Texto de estudio:
▶

Tengo muchos arrepentimientos: chicos, medianos, grandes y enormes. Algunos son aterradores, otros mera nostalgia.
Coexisten arrepentimientos jóvenes con otros casi tan viejos como yo. Incluso es probable que tenga algunos ancestrales. Tanto propios como ajenos que han llegado por su propio pie y sin invitación.
Allí andan, saltando por la casa, recordando, rememorando, reinventando, imaginando miles de futuros. No es posible mover un libro, una taza, una botella, porque saltan fuera de su escondite donde acechaban pacientes, se entregan a mordisquear conciencias con regocijo malsano.
Puede suceder que, al tomar una manzana roja y rozagante del frutero, cual tigre siberiano salte el arrepentimiento bíblico de Eva “debí comerme la manzana yo sola y no compartirla con el chismoso de Adán”
Total, que del susto dejas la manzana en su lugar y del techo te cae el arrepentimiento alimenticio “fibra natural, necesitas fibra natural”.
Como ese par hay muchos, unos se juntan, se juran amor y en pocos días tienen retoños, una prole de arripientitos con los ojos de uno y el cabello del otro “si hubiera llamado a X en vez de ir con Y” seguidos de una vívida serie de imágenes de una vida feliz y exitosa al lado de Y.
Así el arrepentimiento se extiende del pasado al futuro, metamorfosea, le salen alas y garras y dientes filosos. Roen por igual tu estómago que tus pantuflas. No queda más que conformarse a ir con ese agujero en la panza, el dedo asomándose al caminar y el “su hubiera” en la boca.

◀

Enunciado: Copia literalmente el fragmento del texto sobre los arrepentimientos que empieza en "Allí andan, saltando" y termina en "con regocijo malsano.".

Datos para revisar:

▶

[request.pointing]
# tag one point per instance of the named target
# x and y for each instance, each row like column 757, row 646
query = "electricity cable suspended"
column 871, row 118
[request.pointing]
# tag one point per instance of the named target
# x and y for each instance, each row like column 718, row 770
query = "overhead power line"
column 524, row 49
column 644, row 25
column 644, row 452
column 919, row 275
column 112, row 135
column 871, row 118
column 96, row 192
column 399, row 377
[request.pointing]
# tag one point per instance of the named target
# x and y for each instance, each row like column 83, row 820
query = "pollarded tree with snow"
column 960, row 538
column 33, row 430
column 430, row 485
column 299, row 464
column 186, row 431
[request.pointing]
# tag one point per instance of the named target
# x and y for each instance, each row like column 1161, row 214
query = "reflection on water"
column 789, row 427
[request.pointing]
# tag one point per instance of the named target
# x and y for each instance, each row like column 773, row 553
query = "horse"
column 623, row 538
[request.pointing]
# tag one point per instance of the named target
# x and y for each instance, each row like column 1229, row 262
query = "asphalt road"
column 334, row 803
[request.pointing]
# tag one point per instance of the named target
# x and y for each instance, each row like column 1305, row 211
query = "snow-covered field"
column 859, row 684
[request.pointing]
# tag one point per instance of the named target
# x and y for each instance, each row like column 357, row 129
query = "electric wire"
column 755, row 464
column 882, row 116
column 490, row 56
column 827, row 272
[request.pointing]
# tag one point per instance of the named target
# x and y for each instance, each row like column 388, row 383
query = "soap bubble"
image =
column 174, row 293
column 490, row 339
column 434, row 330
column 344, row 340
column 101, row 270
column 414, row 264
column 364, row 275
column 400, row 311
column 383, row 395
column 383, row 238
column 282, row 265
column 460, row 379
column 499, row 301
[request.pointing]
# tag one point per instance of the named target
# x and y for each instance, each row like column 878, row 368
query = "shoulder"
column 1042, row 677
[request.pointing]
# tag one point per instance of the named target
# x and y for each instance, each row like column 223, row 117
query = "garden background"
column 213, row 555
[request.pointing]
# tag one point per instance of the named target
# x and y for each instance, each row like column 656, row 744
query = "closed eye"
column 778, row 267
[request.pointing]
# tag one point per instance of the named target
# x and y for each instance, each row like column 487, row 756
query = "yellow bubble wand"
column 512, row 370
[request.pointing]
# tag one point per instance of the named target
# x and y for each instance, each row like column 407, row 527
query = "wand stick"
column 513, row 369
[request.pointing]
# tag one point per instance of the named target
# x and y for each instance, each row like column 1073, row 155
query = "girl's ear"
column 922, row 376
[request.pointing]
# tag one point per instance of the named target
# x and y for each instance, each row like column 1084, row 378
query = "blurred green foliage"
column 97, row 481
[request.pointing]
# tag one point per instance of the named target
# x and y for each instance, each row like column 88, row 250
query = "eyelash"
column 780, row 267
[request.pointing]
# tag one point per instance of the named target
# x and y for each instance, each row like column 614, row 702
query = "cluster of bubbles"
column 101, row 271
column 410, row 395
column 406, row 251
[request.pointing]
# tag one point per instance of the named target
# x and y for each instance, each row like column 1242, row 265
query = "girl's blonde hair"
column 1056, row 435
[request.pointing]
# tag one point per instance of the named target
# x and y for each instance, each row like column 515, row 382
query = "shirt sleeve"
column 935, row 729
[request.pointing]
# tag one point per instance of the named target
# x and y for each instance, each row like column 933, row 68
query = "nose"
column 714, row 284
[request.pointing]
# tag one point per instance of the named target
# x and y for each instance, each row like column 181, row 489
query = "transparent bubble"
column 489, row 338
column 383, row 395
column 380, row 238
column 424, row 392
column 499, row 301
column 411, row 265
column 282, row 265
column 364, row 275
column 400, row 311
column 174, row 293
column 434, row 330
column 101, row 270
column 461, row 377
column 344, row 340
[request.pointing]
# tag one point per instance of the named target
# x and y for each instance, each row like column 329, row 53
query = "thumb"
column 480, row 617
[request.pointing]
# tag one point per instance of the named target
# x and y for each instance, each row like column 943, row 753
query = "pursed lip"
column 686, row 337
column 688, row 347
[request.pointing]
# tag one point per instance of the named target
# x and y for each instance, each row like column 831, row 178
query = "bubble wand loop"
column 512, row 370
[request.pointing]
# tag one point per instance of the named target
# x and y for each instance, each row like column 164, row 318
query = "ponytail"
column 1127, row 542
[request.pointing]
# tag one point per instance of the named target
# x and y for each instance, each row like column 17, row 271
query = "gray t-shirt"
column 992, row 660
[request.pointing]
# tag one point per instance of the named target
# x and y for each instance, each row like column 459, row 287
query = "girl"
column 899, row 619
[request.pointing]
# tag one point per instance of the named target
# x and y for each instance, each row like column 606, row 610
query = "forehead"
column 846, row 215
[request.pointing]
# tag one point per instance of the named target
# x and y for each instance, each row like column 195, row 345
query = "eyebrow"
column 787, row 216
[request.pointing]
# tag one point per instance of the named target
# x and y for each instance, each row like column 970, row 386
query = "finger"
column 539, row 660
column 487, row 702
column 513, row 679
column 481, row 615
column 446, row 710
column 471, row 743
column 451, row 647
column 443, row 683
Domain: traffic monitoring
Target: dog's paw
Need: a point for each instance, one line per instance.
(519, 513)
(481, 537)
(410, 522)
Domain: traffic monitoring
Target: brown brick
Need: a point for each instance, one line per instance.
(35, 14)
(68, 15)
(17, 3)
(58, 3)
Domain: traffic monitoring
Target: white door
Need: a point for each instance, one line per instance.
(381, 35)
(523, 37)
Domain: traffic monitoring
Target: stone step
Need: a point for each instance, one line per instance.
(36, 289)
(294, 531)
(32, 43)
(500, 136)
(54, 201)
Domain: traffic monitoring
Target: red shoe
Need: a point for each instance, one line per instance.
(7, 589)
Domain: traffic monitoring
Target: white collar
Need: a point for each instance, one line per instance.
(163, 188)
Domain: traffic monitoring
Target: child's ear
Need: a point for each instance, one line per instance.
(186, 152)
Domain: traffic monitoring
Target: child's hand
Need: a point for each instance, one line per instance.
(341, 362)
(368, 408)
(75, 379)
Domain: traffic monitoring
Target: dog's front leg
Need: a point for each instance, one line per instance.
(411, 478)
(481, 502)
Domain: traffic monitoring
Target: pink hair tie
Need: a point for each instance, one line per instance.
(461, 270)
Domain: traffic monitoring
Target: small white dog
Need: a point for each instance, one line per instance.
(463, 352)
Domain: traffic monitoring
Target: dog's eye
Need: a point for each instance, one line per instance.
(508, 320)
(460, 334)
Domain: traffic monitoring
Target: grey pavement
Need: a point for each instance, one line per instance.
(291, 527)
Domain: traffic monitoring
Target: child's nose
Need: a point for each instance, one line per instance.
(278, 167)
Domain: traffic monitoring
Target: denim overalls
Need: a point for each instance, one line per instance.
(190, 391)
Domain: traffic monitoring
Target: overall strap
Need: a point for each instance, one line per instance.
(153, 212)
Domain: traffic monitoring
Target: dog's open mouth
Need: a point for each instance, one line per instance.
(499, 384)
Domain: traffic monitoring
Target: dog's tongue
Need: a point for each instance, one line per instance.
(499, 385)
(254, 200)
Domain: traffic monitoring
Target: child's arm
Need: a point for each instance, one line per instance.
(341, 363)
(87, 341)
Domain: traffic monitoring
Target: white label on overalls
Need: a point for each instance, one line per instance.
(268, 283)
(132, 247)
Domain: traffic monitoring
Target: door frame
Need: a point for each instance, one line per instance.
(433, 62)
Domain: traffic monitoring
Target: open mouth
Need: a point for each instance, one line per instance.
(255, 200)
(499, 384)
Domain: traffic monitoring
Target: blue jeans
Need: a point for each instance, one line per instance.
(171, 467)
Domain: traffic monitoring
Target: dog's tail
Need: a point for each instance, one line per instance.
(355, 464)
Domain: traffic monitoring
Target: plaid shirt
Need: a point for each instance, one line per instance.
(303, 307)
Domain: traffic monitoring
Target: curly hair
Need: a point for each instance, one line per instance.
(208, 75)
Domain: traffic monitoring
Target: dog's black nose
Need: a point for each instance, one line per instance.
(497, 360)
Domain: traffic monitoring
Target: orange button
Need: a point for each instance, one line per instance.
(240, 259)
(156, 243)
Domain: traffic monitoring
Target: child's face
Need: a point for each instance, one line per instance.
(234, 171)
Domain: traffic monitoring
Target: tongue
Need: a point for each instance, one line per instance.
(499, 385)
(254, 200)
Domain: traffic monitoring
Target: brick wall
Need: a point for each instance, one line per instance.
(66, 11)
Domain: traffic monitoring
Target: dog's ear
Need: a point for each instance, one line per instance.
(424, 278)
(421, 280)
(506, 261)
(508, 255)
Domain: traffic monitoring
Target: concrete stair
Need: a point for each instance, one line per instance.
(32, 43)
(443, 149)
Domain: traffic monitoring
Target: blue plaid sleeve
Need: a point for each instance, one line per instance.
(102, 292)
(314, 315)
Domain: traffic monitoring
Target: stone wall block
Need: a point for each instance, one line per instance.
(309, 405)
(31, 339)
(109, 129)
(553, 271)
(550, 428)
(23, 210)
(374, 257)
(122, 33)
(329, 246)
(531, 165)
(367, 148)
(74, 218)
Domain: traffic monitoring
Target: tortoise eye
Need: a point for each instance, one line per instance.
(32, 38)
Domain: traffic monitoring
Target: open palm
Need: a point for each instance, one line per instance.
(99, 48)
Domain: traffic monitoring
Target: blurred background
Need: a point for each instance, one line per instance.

◀

Respuesta:
Allí andan, saltando por la casa, recordando, rememorando, reinventando, imaginando miles de futuros. No es posible mover un libro, una taza, una botella, porque saltan fuera de su escondite donde acechaban pacientes, se entregan a mordisquear conciencias con regocijo malsano.